* **Task instructions**: For this exercise, transcribe the records below without changing a word.

* **Data supplied**:
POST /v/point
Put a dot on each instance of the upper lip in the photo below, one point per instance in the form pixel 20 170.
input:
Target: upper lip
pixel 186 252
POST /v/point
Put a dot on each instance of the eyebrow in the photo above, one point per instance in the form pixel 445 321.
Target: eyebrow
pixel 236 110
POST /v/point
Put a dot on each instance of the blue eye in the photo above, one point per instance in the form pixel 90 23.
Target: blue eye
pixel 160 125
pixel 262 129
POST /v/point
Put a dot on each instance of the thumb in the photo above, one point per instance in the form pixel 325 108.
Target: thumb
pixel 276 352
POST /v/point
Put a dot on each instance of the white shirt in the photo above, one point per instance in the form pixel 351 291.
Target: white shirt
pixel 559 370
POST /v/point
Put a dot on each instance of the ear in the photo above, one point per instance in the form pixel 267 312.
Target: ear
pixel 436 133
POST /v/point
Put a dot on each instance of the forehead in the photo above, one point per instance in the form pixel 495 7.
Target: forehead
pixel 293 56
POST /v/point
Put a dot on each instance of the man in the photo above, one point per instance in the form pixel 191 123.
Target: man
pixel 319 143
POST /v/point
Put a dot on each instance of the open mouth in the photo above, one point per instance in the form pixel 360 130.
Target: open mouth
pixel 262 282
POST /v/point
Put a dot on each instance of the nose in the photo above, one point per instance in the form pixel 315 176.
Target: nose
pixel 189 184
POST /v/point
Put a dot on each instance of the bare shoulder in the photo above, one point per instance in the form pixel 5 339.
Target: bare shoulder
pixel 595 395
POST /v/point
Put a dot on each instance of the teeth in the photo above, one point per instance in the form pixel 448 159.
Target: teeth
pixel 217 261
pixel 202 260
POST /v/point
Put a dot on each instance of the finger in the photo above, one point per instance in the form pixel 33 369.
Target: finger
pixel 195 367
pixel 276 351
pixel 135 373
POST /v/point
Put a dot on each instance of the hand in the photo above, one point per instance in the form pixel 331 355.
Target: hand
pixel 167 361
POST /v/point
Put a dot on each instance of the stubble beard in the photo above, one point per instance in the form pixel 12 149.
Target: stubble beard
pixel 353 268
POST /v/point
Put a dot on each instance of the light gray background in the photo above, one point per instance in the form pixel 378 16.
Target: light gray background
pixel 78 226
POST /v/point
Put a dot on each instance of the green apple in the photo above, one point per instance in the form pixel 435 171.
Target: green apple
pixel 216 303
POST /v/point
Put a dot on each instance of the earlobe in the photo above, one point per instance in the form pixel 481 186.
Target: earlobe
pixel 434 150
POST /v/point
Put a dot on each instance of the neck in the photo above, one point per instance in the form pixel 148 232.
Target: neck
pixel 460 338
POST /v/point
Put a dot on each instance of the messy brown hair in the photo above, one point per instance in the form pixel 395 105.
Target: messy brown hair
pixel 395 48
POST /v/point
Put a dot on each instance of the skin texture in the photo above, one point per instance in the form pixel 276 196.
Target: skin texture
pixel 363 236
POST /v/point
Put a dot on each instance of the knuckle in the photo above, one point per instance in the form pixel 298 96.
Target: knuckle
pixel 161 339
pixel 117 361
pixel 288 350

* **Expected answer**:
POST /v/point
Put a dot on each instance of the upper lip in the photo below, one point per instance in the form pixel 20 170.
input:
Target: upper lip
pixel 186 252
POST /v/point
Put a dot on each instance of the eyebrow in the photo above, one point per instance in the form pixel 445 321.
Target: eyebrow
pixel 236 110
POST /v/point
Put a dot on each instance of the blue eye in the photo above, one point per instance in the form pixel 90 23.
Target: blue eye
pixel 160 125
pixel 262 129
POST /v/point
Put a dot on each instance of the thumb in the photo above, one point per instance in the form pixel 325 108.
Target: thumb
pixel 276 352
POST /v/point
Put a dot on each instance of the white shirt in the photo above, one point per instance in the form pixel 351 291.
Target: white shirt
pixel 559 370
POST /v/point
Put a dot on each instance of the ear in the photo above, one point per instance in the form pixel 267 312.
Target: ear
pixel 436 133
POST /v/point
Put a dot on each instance of the forehead in the photo above, one point per instance in the form pixel 495 7.
Target: forehead
pixel 293 56
POST /v/point
Put a dot on each instance of the man in the photo above, one point per instance in the form pixel 191 123.
Target: man
pixel 319 143
POST /v/point
Put a dot on each instance of the open mouth in the photo above, one point per instance in the form pixel 360 130.
Target: open mouth
pixel 262 282
POST /v/point
Put a dot on each instance of the nose in the photo above, one point per instance in the form pixel 315 176.
Target: nose
pixel 189 184
POST /v/point
Put a dot on each instance of the bare shoulder in the photo above, one point per instance in the form pixel 5 339.
Target: bare shoulder
pixel 595 395
POST /v/point
Put a dot on each instance of the teeth in the photo above, one point per instance in the form pixel 448 159.
Target: teeth
pixel 217 261
pixel 202 260
POST /v/point
Put a dot on each instance of the finger in the photo above, one point per instance in the form pixel 33 369.
Target: finger
pixel 195 367
pixel 276 351
pixel 135 373
POST /v/point
Put a dot on each instance of the hand in the photo above, one point per instance in the form pixel 331 355.
Target: hand
pixel 167 361
POST /v/point
Put a dot on each instance of the stubble beard in the photo above, one point per instance in the form pixel 12 149.
Target: stubble beard
pixel 353 268
POST /v/point
Put a dot on each instance of the light gray background in the photo above, one point per instance in the form pixel 378 16.
Target: light gray background
pixel 78 226
POST /v/point
Put a dot on each instance of the green apple in the photo above, one point per instance in the form pixel 435 171.
Target: green apple
pixel 216 303
POST /v/point
Put a dot on each instance of the earlobe in the photo above, one point per instance in the form pixel 481 186.
Target: earlobe
pixel 434 150
POST /v/point
Put a dot on each instance of the neck in the photo above, one point per instance in the form pixel 148 232.
Target: neck
pixel 460 338
POST /v/point
Put a dot on each instance of the messy brown hair in the photo above, one point per instance in the form pixel 395 105.
Target: messy brown hair
pixel 395 48
POST /v/point
Put a dot on each instance of the skin texture in the photo above, one point per instance in the form pixel 276 196.
Target: skin texture
pixel 363 236
POST /v/point
Put a dot on each instance of the knuckle in the photo above, one point per instance in the form pixel 298 96.
Target: knuckle
pixel 161 339
pixel 117 361
pixel 288 350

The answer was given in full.